**SEU OBJETIVO**.
Responda às perguntas a seguir com base no trecho sobre o Estatuto da Vítima, numerando as respostas da mesma forma.
1. Por meio de que o sistema estimula a negação e a infantilização?
2. Quais causas da vulnerabilidade social de massas o trecho cita?
3. Qual número de projeto de lei acompanha o Estatuto da Vítima?

**TRECHO**.
__________________________________________________

Como consequência vivemos paradoxalmente a crise das instituições, já que incapazes de promover a inclusão, distanciam os indivíduos que passam a assumir crescente protagonismo, sem que haja enfrentamento dos problemas sistêmicos apontados. O indivíduo autossuficiente já não necessita eleger suas decisões de acordo com padrões institucionais em vigor e, por conseguinte, responsabilizar-se por suas ações. Isso é legitimado em um sistema que estimula a negação e a infantilização por meio de fórmulas processuais.
A transferência de responsabilidade traz consigo a fragilização de todos os indivíduos, que passam a ser submetidos a uma série de vulnerabilidades não previstas no modelo anterior, produzindo o aumento da vulnerabilidade social de massas, tendo causas múltiplas, como a instabilidade e precariedade laboral, a falta de proteção social, dentre outras. A inexistência de cuidado social mínimo das classes trabalhadoras, públicas e privadas, minam a sua autonomia. A ausência de proteção de natureza material ou simbólica interfere nas demais esferas de relações do indivíduo, tal como familiares e sociais. Sartre (1952: p. 53) já destacava: “O importante não é o que fizeram conosco, senão o que nós fazemos em relação ao que a sociedade tem feito conosco”. Em outras palavras, a sociedade gera vulnerabilidade e condiciona nossas vidas. É a partir do que as pessoas vulnerabilizadas farão em relação a outras pessoas vulneráveis em relação a ela que poderemos aplicar os valores do amor e da solidariedade que com certeza não nos será dado, mas conquistado.
A criação do marco legal do Estatuto da Vítima romperá as barreiras das sucessivas cadeias perpetuadoras da violência em nossa sociedade, rompendo paradigmas e construindo novos caminhos. Porém, é necessário que se supere o discurso e parta-se para a ação prática de cobrança incondicional de seus postulados. É preciso que todos os indivíduos digam: BASTA!
*Celeste Leite dos Santos é promotora de Justiça, mestre (PUC-SP) e doutora (USP), idealizadora do Estatuto da Vítima (PL 3.890/2020), gestora do projeto Avarc, presidente do Instituto Brasileiro de Atenção e Apoio à Vítima (Provítima) e integrante do movimento do MP Democrático.

__________________________________________________

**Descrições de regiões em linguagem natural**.
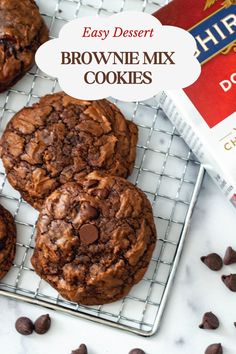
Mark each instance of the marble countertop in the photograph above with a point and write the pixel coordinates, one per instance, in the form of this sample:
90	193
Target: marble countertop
196	290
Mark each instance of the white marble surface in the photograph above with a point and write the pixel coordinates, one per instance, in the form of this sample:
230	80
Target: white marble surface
195	291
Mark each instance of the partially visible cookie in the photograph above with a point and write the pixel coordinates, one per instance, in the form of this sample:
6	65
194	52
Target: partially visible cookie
7	241
60	139
95	239
22	31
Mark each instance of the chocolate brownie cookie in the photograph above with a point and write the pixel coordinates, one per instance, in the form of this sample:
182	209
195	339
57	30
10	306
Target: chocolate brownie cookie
61	139
22	31
7	241
95	239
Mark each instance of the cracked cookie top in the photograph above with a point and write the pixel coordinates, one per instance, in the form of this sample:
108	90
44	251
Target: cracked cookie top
7	240
60	139
22	31
95	239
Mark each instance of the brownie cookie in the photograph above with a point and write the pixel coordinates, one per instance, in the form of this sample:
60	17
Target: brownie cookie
22	31
7	241
95	239
61	139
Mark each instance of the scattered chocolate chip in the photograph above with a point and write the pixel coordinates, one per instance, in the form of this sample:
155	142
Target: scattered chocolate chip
209	321
81	350
136	351
88	234
214	349
88	212
230	256
42	324
24	326
213	261
230	281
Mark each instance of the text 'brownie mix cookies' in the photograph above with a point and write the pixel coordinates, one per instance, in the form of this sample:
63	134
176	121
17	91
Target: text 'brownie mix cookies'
7	241
61	139
95	239
22	31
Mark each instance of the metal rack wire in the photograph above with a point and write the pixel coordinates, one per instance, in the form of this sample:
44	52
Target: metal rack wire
165	169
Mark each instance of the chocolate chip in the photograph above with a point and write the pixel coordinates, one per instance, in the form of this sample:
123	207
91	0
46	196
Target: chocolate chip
213	261
81	350
136	351
230	256
230	281
209	321
214	349
91	183
24	326
101	193
42	324
88	234
88	212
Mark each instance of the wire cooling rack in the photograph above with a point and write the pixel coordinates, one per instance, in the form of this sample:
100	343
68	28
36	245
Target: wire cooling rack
165	169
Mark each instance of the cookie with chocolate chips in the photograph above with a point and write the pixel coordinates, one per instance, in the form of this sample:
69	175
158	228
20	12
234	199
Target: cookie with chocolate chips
7	241
95	239
60	139
22	31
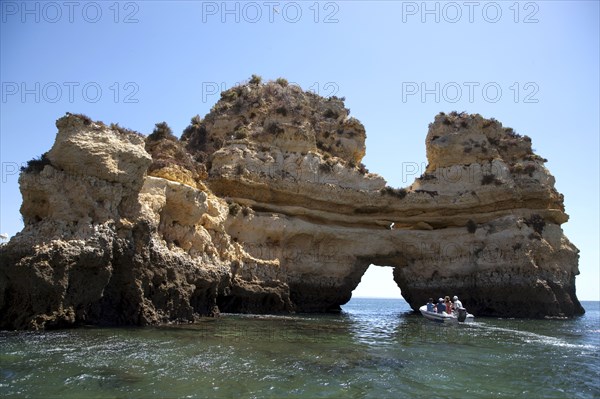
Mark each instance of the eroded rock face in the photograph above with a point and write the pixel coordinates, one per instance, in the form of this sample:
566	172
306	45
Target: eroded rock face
264	207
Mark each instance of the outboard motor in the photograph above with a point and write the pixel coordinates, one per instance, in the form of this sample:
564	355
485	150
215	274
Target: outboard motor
462	314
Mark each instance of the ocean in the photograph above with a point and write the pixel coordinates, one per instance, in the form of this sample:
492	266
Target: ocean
376	348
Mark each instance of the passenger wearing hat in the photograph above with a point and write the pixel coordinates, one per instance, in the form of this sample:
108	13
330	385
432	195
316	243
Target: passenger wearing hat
430	305
441	306
457	303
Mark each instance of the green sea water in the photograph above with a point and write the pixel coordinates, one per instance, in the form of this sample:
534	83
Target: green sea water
377	348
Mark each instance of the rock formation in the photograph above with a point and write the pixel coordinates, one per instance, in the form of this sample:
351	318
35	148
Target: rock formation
264	206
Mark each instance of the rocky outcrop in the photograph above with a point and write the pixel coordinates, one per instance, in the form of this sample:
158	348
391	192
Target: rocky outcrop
263	206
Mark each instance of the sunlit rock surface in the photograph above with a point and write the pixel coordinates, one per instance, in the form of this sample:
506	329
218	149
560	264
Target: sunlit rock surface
264	206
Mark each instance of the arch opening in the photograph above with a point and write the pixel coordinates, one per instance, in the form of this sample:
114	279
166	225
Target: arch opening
377	282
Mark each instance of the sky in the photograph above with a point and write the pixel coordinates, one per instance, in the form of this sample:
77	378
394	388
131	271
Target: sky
532	65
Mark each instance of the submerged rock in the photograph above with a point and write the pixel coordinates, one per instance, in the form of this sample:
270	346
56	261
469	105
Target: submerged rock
264	207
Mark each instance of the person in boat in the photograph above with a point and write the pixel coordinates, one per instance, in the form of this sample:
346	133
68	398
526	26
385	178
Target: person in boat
430	305
457	304
448	304
441	306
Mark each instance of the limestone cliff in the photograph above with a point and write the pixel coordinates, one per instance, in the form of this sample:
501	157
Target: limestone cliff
263	206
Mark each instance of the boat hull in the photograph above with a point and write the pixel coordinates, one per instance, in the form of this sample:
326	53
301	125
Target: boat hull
442	317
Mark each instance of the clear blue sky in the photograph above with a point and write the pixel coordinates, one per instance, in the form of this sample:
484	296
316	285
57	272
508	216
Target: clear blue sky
532	65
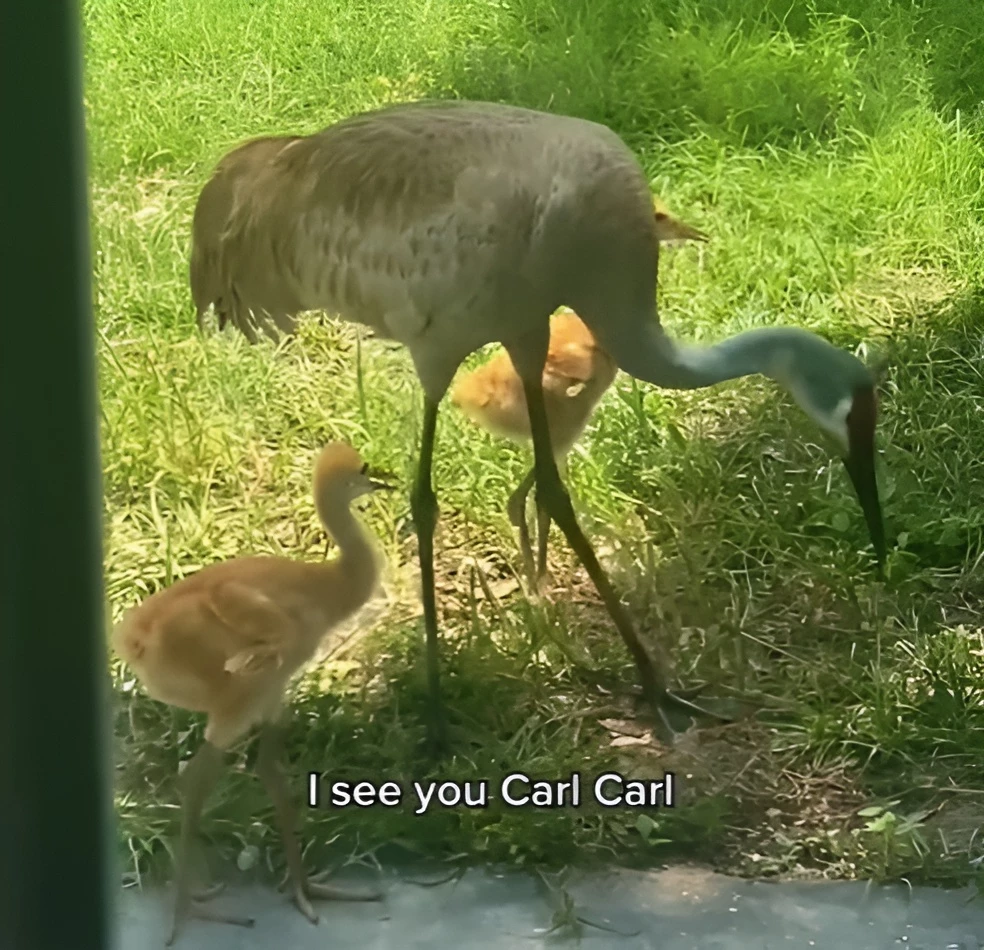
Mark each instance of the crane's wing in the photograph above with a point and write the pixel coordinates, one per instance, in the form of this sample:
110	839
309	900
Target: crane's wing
255	629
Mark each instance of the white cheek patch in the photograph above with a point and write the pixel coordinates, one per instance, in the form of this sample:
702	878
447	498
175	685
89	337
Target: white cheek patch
834	422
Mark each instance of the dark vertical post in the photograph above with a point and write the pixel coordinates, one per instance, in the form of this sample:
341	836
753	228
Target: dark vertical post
55	781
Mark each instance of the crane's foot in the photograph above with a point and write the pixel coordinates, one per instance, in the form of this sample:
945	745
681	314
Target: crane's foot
303	892
197	906
664	703
437	744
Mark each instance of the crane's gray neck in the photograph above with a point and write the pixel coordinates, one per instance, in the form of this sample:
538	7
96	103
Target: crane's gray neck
650	355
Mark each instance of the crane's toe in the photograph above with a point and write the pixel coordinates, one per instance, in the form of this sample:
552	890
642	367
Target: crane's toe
198	907
304	892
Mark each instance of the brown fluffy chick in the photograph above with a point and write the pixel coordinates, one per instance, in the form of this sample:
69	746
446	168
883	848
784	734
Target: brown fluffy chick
226	640
577	373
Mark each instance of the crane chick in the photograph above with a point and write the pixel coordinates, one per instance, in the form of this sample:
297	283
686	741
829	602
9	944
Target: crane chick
226	640
577	373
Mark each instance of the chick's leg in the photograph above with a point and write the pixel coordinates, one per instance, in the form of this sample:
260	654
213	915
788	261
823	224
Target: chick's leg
197	781
268	767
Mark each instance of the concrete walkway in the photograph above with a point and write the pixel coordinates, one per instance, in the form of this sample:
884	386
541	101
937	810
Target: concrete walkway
673	909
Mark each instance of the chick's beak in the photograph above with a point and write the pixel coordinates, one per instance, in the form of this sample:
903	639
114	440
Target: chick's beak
860	465
381	481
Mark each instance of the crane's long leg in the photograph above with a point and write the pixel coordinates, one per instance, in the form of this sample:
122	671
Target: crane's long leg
551	494
542	536
423	507
198	778
270	773
516	508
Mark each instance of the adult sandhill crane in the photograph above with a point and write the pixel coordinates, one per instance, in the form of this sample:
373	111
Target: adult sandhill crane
450	225
226	640
577	373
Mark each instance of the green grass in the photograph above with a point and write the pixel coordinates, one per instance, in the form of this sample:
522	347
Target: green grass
834	152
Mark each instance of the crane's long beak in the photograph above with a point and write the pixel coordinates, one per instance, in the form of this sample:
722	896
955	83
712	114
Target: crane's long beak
861	468
860	464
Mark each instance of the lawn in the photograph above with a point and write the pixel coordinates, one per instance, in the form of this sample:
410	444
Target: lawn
834	153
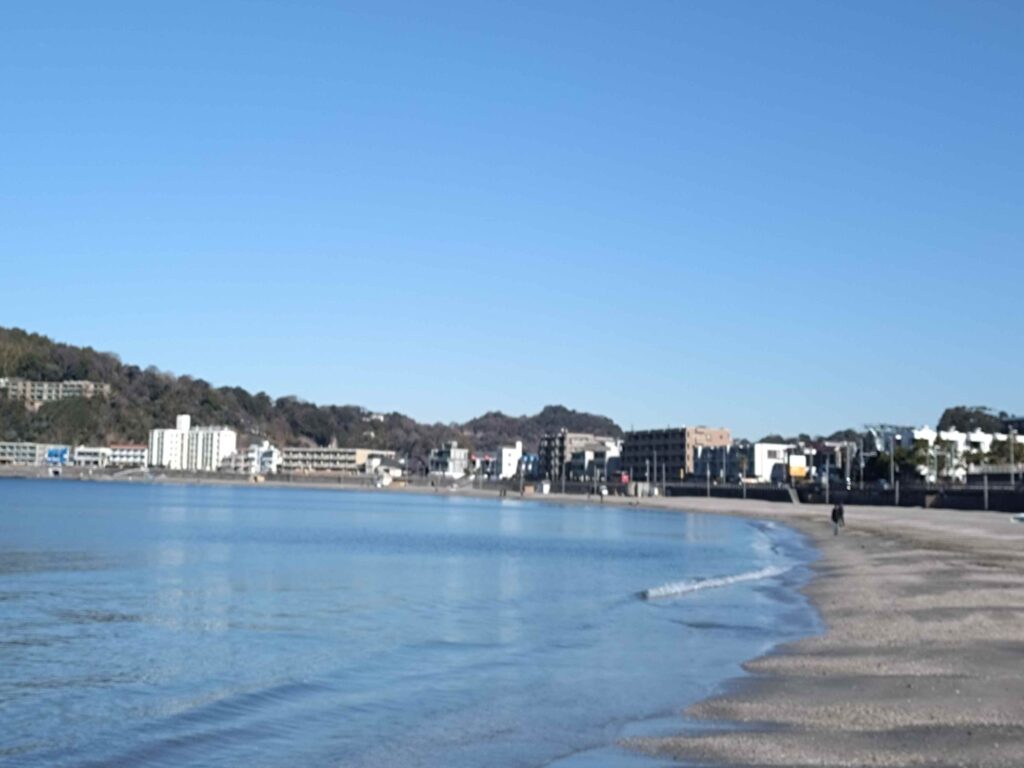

__________________________________________________

**RESULTADO DA TAREFA**.
1. Por meio de fórmulas processuais.
2. A instabilidade e precariedade laboral e a falta de proteção social, dentre outras.
3. PL 3.890/2020.